- [Tâche demandée]: Relevez, dans le texte source, toutes les entreprises nommées comme faisant partie de la clientèle de Tracey Follows.

Les bons leaders seront prévoyants

Forte d’une clientèle prestigieuse où les Snapchat, Coca-Cola, Google et Lego côtoient les Diageo, Condé Nast, Virgin et Cossette, Tracey Follows rappelle que l’avenir promet le meilleur comme le pire. C’est le message de son plus récent livre. «Je voulais explorer la notion d’identité dans un monde numérique pour en présenter les deux côtés de la médaille, et pas seulement le plus reluisant. Nous nous déplaçons désormais en tant qu’avatars virtuels dans un cybermonde où il est même possible de préserver son identité après sa mort! Mais, d’un autre côté, il existe des mouvements et des forces plus autoritaires qui nous obligent à certifier notre identité et à nous authentifier dans tout ce que nous faisons et dans tout ce que nous achetons.»

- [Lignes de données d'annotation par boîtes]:
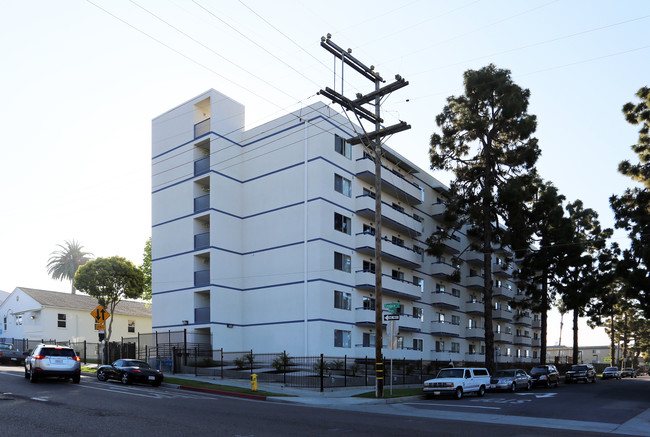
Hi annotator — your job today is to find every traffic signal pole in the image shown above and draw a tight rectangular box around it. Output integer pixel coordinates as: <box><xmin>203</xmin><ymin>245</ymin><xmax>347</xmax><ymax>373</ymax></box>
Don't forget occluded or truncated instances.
<box><xmin>319</xmin><ymin>34</ymin><xmax>411</xmax><ymax>398</ymax></box>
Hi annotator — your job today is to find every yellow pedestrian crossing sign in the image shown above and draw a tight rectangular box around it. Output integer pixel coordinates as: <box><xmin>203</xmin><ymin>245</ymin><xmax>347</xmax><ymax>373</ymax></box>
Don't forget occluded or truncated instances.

- [Résultat de l'exercice]: Snapchat, Coca-Cola, Google, Lego, Diageo, Condé Nast, Virgin, Cossette